* Yönergeler
1 - Metinde "Paris’te Gece Yarısı filminin ana karakteri Gil, saygı" ile başlayıp "tek bu değildir..." ile biten bölümü hiçbir değişiklik yapmadan çoğaltın.
2 - Metne göre Gil'in 1920'lerin Paris'ini neden bir "Altın Çağ" olarak gördüğünü bir ila üç cümleyle açıklayın.

* Metin
Woody Allen’ın 2011’de vizyona giren Paris’te Gece Yarısı filminin ana karakteri Gil, hayatını ABD’de senaryo yazarak kazanmakta ve saygı duymadığı bu işi geride bırakıp yıllardır üzerinde çalıştığı kitabı tamamlamanın hayalini kurmaktadır. Ama hayalini kurduğu bir tek bu değildir; 1920’lerin Paris’ine hayranlık besleyen Gil, sık sık o günlerde yaşadığını da düşlemektedir. O günlerde yaşasa hayatını değiştirme sorumluluğunu almasının gerekmeyeceğini ya da bir türlü almadığı bu sorumluluk nedeniyle kendisine artık daha fazla kızmayacağını düşünmektedir belki de... Ernest Hemingway’e ve Fitzgerald çiftine ev sahipliği yapan 1920’lerin Paris’i ona da ihtiyaç duyduğu kafa dengi dostlukları ve ilhamı bolca sunacak, hiçbir güçlükle yüzleşmesine gerek bırakmadan yazmasına imkan verecek “Altın Çağ”dır çünkü. Fakat öyle midir sahiden? Filmdeki bir diğer karakterin ağzından Gil’i yargılar Woody Allen: “Mesele şu ki nostalji inkar demektir. Şimdiki acı veren zamanın inkarıdır. Ve bu hurafeye ‘Altın Çağ Safsatası’ deniyor. Yanlış bir biçimde, geçmiş bir dönemin, günümüzden daha iyi olduğuna inanmak, bu romantik hayal yanılsaması, insanların şimdiki zamanla yüzleşirken zorluk çekmelerinden kaynaklanıyor.”
Paris’te Gece Yarısı filminin ana karakteri Gil, saygı duymadığı işini geride bırakıp yıllardır üzerinde çalıştığı kitabı tamamlamanın hayalini kurmaktadır. Ama hayalini kurduğu bir tek bu değildir...

* Kayıt Alıntıları
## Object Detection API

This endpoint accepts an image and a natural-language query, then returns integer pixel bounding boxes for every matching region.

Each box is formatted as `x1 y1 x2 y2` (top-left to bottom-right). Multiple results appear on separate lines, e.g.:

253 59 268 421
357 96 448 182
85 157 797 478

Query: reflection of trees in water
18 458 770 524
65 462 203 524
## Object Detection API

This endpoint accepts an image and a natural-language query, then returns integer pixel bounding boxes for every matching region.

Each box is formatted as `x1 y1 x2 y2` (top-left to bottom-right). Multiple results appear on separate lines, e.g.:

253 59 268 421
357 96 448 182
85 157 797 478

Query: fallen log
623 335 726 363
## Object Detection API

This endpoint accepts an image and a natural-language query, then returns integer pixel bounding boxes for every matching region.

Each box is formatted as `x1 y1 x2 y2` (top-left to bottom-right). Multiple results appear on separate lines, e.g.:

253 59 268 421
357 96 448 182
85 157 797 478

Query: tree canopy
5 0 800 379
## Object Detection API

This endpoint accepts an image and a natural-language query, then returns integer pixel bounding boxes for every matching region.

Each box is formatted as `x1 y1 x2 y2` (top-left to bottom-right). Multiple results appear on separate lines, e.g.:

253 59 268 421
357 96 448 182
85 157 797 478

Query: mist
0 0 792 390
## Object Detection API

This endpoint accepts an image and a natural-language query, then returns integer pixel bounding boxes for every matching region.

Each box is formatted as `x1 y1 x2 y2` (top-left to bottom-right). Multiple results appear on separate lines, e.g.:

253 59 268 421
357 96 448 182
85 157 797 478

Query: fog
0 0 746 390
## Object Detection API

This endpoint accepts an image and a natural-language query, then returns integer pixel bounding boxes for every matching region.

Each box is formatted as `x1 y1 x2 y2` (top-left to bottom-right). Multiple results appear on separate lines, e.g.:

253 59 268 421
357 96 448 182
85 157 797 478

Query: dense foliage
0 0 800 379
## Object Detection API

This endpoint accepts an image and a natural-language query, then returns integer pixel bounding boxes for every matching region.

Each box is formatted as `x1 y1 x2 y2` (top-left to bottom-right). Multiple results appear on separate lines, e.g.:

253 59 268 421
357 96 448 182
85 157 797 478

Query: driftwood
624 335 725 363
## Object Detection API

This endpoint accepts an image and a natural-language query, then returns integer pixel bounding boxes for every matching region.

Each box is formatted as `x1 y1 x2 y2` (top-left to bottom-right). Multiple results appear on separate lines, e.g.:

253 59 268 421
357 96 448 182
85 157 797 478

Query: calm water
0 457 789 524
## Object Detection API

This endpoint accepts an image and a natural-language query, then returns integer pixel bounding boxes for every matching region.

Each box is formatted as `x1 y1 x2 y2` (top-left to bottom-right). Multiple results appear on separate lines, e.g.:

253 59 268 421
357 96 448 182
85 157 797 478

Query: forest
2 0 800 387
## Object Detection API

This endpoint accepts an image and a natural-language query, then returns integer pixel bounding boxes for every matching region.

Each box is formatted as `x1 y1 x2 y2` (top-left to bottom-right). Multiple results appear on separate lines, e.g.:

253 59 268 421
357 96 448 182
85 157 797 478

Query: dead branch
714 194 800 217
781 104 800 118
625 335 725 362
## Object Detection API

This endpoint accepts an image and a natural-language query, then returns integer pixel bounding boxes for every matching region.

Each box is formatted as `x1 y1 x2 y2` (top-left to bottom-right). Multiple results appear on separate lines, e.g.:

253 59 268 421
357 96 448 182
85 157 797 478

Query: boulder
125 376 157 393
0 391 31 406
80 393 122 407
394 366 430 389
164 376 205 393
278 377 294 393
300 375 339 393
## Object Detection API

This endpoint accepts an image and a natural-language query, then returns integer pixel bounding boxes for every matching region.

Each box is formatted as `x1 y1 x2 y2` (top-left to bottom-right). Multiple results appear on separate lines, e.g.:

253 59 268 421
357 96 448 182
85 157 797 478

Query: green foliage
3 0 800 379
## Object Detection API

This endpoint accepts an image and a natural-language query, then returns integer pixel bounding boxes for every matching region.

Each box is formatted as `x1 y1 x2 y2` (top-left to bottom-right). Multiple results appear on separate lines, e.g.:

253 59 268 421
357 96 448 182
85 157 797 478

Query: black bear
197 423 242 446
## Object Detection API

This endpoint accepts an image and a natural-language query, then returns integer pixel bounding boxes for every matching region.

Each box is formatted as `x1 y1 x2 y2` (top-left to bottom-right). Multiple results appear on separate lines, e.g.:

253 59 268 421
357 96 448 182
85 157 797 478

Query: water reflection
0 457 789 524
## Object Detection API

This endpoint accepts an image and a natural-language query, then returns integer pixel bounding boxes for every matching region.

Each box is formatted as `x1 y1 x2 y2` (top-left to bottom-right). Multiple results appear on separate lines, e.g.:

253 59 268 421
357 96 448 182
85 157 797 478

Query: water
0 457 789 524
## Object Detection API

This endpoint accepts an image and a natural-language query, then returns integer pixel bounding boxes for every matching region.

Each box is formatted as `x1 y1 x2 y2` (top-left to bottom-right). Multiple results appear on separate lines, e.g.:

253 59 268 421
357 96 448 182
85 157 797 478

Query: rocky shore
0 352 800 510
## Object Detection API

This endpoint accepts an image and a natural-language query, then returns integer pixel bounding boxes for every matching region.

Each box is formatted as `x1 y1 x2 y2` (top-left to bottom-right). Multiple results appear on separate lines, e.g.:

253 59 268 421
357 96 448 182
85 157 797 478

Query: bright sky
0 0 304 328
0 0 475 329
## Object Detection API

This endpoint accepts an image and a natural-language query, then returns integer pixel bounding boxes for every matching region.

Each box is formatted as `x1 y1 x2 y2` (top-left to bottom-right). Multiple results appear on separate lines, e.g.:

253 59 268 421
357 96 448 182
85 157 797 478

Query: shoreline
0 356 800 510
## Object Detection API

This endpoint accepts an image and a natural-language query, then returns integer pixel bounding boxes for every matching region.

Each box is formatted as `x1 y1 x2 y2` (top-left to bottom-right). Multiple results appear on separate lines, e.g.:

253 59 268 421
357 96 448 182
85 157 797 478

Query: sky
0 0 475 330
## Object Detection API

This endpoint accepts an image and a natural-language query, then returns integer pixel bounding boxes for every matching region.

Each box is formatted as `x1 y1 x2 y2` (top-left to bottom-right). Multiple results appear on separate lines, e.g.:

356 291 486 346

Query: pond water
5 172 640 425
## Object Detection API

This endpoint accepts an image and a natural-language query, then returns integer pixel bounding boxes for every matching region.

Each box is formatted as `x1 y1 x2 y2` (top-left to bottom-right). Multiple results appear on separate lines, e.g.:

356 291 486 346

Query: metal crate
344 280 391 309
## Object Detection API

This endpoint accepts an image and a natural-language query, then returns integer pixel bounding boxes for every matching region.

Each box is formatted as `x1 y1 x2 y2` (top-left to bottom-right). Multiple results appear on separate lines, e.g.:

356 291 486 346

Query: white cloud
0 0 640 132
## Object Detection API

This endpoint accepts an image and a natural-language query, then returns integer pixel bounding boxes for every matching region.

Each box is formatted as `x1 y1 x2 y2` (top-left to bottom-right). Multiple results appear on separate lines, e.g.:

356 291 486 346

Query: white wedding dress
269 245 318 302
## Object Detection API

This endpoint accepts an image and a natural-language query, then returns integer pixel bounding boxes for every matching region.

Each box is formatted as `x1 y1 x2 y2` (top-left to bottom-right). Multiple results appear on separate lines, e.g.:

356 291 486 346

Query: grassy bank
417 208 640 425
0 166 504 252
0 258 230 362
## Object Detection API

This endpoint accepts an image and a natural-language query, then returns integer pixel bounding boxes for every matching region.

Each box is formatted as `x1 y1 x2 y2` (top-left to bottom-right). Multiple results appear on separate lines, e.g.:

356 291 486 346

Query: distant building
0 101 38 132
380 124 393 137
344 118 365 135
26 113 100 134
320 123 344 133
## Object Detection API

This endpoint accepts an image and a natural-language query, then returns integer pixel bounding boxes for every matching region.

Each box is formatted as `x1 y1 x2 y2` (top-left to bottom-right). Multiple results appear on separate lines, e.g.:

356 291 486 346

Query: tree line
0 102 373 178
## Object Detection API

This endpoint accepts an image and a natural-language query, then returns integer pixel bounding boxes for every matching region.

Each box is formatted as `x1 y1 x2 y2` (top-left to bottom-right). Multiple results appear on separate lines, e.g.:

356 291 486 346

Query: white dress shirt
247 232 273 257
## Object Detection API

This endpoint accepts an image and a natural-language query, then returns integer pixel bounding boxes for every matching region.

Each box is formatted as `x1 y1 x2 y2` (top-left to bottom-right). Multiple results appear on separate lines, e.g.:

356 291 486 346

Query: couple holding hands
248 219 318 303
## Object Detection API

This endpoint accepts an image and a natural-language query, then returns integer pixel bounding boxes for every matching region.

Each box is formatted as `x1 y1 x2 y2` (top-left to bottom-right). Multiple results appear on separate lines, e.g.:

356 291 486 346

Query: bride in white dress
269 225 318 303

* Tam Yanıtlar
1 -
Paris’te Gece Yarısı filminin ana karakteri Gil, saygı duymadığı işini geride bırakıp yıllardır üzerinde çalıştığı kitabı tamamlamanın hayalini kurmaktadır. Ama hayalini kurduğu bir tek bu değildir...

2 - Ernest Hemingway'e ve Fitzgerald çiftine ev sahipliği yapan o dönemin Paris'i, Gil'e ihtiyaç duyduğu kafa dengi dostlukları ve ilhamı bolca sunacaktır. Ayrıca hiçbir güçlükle yüzleşmesine gerek bırakmadan yazmasına imkan verecektir.